## Task to complete
Each record should be output exactly, with every character kept.

## Input data
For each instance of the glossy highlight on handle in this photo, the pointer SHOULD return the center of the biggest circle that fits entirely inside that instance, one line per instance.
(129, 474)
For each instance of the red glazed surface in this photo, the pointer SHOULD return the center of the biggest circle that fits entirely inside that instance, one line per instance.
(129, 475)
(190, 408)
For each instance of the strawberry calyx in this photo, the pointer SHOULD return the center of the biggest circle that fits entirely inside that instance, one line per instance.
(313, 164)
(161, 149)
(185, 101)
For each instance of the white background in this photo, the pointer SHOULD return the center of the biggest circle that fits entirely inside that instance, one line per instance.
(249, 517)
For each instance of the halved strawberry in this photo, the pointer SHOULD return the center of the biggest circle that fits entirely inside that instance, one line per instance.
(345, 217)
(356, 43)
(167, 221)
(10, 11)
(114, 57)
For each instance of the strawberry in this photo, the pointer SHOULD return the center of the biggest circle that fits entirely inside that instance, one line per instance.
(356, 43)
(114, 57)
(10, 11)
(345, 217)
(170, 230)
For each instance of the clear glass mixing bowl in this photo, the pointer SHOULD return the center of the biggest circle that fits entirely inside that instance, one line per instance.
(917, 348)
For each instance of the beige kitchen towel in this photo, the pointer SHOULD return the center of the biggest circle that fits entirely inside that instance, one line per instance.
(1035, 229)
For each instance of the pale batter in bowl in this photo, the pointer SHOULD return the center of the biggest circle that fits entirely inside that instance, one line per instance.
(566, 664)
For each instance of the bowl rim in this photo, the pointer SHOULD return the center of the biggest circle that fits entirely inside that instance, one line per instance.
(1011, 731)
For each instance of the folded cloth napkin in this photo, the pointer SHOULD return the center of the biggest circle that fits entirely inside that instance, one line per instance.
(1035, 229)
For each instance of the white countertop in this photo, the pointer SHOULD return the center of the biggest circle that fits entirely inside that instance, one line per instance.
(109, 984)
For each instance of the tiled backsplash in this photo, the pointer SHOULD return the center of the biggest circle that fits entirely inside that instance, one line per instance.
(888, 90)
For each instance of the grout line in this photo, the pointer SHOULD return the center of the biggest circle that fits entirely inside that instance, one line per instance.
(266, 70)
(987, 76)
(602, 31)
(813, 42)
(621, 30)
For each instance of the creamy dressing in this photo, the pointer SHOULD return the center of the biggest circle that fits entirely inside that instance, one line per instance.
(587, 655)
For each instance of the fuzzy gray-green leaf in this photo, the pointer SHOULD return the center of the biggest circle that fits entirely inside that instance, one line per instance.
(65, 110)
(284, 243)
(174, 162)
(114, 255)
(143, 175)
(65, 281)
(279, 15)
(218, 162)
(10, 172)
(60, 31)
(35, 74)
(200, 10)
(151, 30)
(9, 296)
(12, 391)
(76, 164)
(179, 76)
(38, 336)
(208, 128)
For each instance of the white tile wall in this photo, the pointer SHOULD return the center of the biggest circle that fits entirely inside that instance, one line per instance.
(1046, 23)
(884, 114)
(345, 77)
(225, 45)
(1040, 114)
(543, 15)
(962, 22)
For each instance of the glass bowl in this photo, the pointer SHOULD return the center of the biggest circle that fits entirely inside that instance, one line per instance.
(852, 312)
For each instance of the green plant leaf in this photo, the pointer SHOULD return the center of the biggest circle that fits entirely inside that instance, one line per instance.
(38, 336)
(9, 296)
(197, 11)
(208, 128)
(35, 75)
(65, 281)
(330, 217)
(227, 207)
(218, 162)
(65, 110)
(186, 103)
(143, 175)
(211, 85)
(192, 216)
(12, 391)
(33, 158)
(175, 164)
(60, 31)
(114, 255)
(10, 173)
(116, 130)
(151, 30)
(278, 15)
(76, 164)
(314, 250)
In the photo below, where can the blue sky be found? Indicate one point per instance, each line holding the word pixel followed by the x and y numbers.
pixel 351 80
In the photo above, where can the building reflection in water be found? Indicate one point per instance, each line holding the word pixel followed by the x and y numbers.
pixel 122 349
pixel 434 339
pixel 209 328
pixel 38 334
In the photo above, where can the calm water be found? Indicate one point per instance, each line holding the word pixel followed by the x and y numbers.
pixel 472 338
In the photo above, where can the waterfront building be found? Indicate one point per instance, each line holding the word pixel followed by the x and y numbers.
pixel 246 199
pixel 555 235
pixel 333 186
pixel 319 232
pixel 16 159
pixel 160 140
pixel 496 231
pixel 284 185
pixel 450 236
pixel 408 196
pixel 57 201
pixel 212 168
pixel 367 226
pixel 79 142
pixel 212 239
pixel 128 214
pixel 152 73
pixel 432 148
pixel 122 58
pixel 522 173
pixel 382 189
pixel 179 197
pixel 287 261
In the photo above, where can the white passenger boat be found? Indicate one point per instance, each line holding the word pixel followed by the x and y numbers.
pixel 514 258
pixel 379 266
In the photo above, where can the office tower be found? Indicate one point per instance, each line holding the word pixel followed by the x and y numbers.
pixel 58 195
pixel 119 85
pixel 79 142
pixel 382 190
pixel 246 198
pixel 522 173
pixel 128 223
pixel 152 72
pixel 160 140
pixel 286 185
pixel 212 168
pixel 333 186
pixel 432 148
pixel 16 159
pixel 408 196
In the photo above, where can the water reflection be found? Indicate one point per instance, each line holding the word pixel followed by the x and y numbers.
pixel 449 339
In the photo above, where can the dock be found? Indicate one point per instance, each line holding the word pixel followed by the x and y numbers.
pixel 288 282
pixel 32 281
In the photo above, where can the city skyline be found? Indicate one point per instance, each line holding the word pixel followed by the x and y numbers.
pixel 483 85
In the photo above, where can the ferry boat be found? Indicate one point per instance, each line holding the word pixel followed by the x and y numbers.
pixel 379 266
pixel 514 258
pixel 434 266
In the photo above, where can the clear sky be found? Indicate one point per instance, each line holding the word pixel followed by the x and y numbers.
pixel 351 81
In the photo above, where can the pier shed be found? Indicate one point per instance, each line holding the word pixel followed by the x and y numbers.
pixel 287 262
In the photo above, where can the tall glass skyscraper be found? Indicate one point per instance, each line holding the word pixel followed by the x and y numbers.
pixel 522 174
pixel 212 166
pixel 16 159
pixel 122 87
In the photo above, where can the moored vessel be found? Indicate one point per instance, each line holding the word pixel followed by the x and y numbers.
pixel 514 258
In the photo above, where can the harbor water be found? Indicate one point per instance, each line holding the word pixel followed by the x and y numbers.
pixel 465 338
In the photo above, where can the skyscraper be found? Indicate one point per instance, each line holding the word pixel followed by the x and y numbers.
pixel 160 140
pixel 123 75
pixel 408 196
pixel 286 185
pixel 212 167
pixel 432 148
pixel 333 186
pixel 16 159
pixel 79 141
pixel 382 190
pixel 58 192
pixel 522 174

## Answer section
For each instance of the glossy highlight on handle in this photo, the pointer SHOULD return the center of the biggest circle that fits entirely inside that instance, one line per instance.
(129, 474)
For each instance of the red glazed surface in this photo, the pointer SHOULD return the center of the biggest circle that fits entirely inside that instance, one line per instance.
(129, 475)
(190, 408)
For each instance of the strawberry calyx in this photo, the pointer SHOULD return the center of the biggest circle that fits entirely inside that instance, one line per instance.
(313, 164)
(161, 149)
(185, 101)
For each instance of the white background in this photo, the pointer SHOULD return the center of the biggest circle that fits entirely inside that instance, one line per instance.
(249, 517)
For each instance of the halved strawberry in this photo, the pointer SHOULD return the center of the biggest circle that fits entirely inside that instance, one line per instance.
(345, 217)
(356, 43)
(167, 221)
(10, 11)
(114, 57)
For each instance of the strawberry in this photo, the pointer SHOULD return the center of the biggest circle that fits entirely inside that instance, one line per instance.
(356, 43)
(114, 57)
(10, 11)
(345, 217)
(170, 230)
For each instance of the clear glass mixing bowl in this photo, the pointer SHOULD return the center of the biggest circle that fits entirely inside that instance, one line per instance.
(917, 348)
For each instance of the beige kitchen towel in this photo, the pointer SHOULD return the center of the biggest circle that fits entirely inside that instance, one line per instance.
(1035, 229)
For each instance of the pale batter in bowl in this photo, the pointer SHOULD return the center of the biggest circle that fits entirely inside that instance, one line per instance.
(566, 664)
For each instance of the bowl rim in this photo, the pointer SHOULD return the center of the biggest circle that fits entirely inside that instance, one line per instance.
(1011, 731)
For each instance of the folded cloth napkin in this photo, the pointer SHOULD return the center of the biggest circle that fits entirely inside that instance, one line per instance.
(1035, 229)
For each instance of the white countertop in this photo, the pointer SHOULD return the center of the biggest circle that fits entirely inside that instance, one line per instance.
(109, 984)
For each instance of the tiled backsplash in this photo, the pointer SHOULD return the center of the biggest circle that fits entirely inside that instance, one line per instance.
(888, 90)
For each instance of the grout line in this photo, the pointer SHOULD return the center of the biggest circle that fits entirely inside that instance, one line per instance.
(266, 70)
(987, 76)
(602, 31)
(813, 42)
(621, 30)
For each instance of the creamy dressing in this photo, the pointer SHOULD return the center of the biggest circle that fits entirely inside that instance, one line per instance.
(587, 655)
For each instance of the fuzzy gray-green leaf in this photo, the pointer SHOULD return the center of the biggest circle that fits entirely inside that instance, one line per instance.
(65, 110)
(284, 243)
(174, 162)
(114, 255)
(143, 175)
(65, 281)
(279, 15)
(218, 162)
(10, 172)
(60, 31)
(35, 74)
(200, 10)
(151, 30)
(9, 296)
(12, 391)
(76, 164)
(179, 76)
(38, 336)
(208, 128)
For each instance of the white tile wall in this photo, the pointer SHOULD return the center of the biggest circle that fits entirely inside that instance, one line per instance.
(1046, 23)
(884, 114)
(345, 77)
(225, 45)
(1040, 114)
(543, 15)
(962, 22)
For each instance of the glass bowl in this photo, the pointer SHOULD return the center of the biggest circle that fits entirely inside that instance, one line per instance.
(852, 312)
For each instance of the green plant leaf in this photo, the pointer SHOULD return the center of the biggest circle that fits entirely inside that instance, one line per instance.
(38, 336)
(9, 296)
(197, 11)
(208, 128)
(35, 75)
(65, 281)
(330, 217)
(227, 207)
(218, 162)
(65, 110)
(186, 103)
(143, 175)
(211, 85)
(192, 216)
(12, 391)
(33, 158)
(175, 164)
(60, 31)
(114, 255)
(10, 173)
(116, 130)
(151, 30)
(278, 15)
(76, 164)
(314, 250)
In the photo below, where can the blue sky be found? Indicate one point per instance, each line holding the word pixel followed by the x and y numbers.
pixel 351 80
In the photo above, where can the building reflection in water be found? Indicate one point per instance, each line holding the word pixel followed by the x and y numbers.
pixel 122 349
pixel 434 339
pixel 209 328
pixel 38 334
In the photo above, where can the calm water be found? Indicate one point per instance, each line holding the word pixel followed by the x and y numbers.
pixel 472 338
In the photo above, where can the waterfront building be found? Indicate one point per instance, each line holding the word pixel followed by the x and y numbers.
pixel 246 199
pixel 555 235
pixel 333 186
pixel 319 232
pixel 16 159
pixel 160 140
pixel 496 231
pixel 284 185
pixel 450 236
pixel 408 196
pixel 57 201
pixel 212 168
pixel 367 226
pixel 79 142
pixel 212 239
pixel 128 214
pixel 152 73
pixel 432 148
pixel 122 58
pixel 522 173
pixel 382 189
pixel 179 197
pixel 287 261
In the photo above, where can the white passenger boat be found? Indicate one point per instance, each line holding the word pixel followed by the x and y numbers.
pixel 514 258
pixel 379 266
In the photo above, where can the office tower be found? Indicate one point per instance, each line holding the word pixel followed by the x and y numbers.
pixel 58 195
pixel 119 85
pixel 79 142
pixel 382 190
pixel 246 198
pixel 522 173
pixel 128 223
pixel 152 72
pixel 160 140
pixel 286 185
pixel 212 168
pixel 333 186
pixel 432 148
pixel 16 159
pixel 408 196
In the photo above, where can the water reflection be found? Indicate one point per instance, each line holding the word pixel followed by the x and y numbers.
pixel 449 339
In the photo above, where can the dock be found? Indicate one point per instance, each line holding the word pixel followed by the x and y numbers.
pixel 288 282
pixel 32 281
In the photo above, where can the city skyline be found? Indicate one point per instance, each line holding the word pixel followed by the x and y numbers.
pixel 483 85
In the photo above, where can the ferry boat be found? Indicate one point per instance, each line holding the word pixel followed by the x and y numbers.
pixel 379 266
pixel 514 258
pixel 434 266
In the photo above, where can the clear sky be found? Indicate one point per instance, each line holding the word pixel followed by the x and y numbers.
pixel 351 81
In the photo above, where can the pier shed be found? Indicate one point per instance, each line holding the word pixel followed by the x and y numbers.
pixel 287 262
In the photo above, where can the tall glass skyscraper be found? Indicate one point per instance, each line holding the word pixel followed by the x and y numbers.
pixel 522 174
pixel 212 166
pixel 16 159
pixel 122 87
In the photo above, where can the moored vessel be found? Indicate one point per instance, each line holding the word pixel followed by the x and y numbers.
pixel 514 258
In the photo above, where can the harbor water be found? Indicate one point per instance, each line holding the word pixel followed by the x and y numbers.
pixel 465 338
In the photo above, where can the skyscraper be found? Indicate one point per instance, each line holding the word pixel followed by the x and y numbers.
pixel 160 140
pixel 123 75
pixel 408 196
pixel 286 185
pixel 212 167
pixel 432 148
pixel 333 186
pixel 16 159
pixel 79 141
pixel 382 190
pixel 58 192
pixel 522 174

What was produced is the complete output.